■ Supplied data ■

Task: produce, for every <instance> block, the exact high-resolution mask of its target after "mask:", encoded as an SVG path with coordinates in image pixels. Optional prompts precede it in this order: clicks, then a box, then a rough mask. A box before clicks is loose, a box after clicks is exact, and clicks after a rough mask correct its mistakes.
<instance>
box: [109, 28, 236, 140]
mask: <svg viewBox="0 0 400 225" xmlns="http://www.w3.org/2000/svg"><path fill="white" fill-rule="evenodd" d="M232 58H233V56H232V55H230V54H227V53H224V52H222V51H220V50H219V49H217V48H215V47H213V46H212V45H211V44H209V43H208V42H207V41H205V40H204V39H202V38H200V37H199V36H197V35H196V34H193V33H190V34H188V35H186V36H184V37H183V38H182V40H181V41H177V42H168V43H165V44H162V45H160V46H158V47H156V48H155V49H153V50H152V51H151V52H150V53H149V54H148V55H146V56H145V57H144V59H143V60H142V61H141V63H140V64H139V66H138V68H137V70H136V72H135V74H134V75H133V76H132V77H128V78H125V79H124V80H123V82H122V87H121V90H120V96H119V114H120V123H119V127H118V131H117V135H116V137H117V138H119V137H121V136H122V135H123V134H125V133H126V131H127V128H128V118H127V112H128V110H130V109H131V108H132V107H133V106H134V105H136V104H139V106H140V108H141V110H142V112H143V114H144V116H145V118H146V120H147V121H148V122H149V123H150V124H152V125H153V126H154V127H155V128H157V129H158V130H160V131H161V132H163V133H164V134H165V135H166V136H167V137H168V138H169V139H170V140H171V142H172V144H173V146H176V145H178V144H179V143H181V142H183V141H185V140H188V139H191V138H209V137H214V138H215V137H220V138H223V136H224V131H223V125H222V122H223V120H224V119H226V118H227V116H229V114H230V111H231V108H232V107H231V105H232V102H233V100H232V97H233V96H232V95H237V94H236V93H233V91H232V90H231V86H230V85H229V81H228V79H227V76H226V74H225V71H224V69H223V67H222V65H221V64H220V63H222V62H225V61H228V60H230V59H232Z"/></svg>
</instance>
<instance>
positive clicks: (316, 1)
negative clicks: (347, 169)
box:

--

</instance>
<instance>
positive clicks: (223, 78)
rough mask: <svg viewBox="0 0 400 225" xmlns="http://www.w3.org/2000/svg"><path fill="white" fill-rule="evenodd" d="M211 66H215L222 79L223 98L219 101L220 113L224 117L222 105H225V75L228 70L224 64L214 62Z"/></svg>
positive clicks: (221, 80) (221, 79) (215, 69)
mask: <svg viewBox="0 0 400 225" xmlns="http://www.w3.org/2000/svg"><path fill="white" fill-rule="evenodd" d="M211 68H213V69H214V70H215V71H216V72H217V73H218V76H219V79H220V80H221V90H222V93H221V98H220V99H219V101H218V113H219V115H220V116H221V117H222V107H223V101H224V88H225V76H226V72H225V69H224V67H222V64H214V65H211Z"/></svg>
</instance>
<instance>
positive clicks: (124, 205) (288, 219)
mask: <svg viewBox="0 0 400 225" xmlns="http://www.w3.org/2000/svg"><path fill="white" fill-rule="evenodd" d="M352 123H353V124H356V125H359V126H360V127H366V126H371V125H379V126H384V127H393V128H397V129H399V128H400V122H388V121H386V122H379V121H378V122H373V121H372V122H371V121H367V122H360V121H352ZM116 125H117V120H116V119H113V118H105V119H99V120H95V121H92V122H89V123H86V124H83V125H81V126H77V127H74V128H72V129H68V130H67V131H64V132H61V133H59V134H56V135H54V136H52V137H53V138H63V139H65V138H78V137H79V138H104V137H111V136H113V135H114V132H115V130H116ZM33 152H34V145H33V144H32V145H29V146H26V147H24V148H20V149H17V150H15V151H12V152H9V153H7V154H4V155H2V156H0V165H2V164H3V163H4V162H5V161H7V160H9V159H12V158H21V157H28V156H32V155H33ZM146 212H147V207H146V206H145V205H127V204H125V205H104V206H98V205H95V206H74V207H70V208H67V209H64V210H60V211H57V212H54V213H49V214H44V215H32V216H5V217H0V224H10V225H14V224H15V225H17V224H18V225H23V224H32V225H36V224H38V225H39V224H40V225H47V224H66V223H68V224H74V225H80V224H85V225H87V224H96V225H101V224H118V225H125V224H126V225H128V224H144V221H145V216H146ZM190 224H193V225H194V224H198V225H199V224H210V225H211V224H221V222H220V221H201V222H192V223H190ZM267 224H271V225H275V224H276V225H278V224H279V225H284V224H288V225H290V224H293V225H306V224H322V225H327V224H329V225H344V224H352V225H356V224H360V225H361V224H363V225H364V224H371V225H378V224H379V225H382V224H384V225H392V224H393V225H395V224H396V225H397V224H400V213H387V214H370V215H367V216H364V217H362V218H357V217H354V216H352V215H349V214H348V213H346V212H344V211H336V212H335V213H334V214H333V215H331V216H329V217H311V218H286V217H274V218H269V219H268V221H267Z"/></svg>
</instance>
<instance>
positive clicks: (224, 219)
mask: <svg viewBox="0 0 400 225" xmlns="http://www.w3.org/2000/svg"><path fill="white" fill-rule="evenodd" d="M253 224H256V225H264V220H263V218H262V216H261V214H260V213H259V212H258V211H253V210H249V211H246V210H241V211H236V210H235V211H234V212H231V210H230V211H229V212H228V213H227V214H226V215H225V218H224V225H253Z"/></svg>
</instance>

--

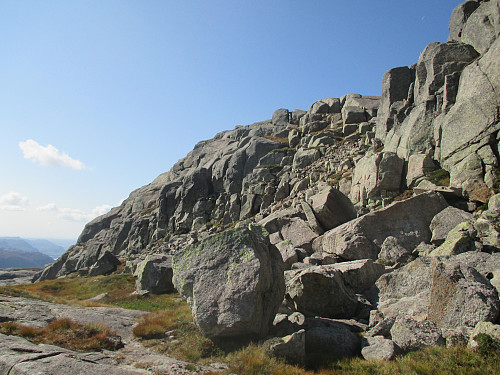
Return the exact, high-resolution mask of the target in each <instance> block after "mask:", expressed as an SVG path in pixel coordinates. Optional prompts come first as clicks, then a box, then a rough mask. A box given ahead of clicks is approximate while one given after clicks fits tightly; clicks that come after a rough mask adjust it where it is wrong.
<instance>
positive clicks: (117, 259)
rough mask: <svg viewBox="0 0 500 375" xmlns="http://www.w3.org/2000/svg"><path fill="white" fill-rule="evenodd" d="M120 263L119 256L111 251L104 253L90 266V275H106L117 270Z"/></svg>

■ Work request ■
Retrieve every line above holding the word "exact".

■ Answer to this task ■
Task: produce, for every <instance> block, the exact high-resolution mask of its target after "mask:", encoded as an SVG path with coordinates in image pixels. Optional prompts precede it in this order: clicks, then a box, then a rough mask. A box before clicks is loose, a box after clicks is exact, and clicks after a rough mask correct its mistakes.
Return the exact, high-resolution mask of the target in each <instance> block after "mask:", expressed as an SVG path in pixel coordinates. Optional prompts come first as clicks, then a box, then a rough mask. A box given ahead of clicks is approximate while one given after clicks fits tightly; clicks that come after a rough mask adjust it where it is wrong.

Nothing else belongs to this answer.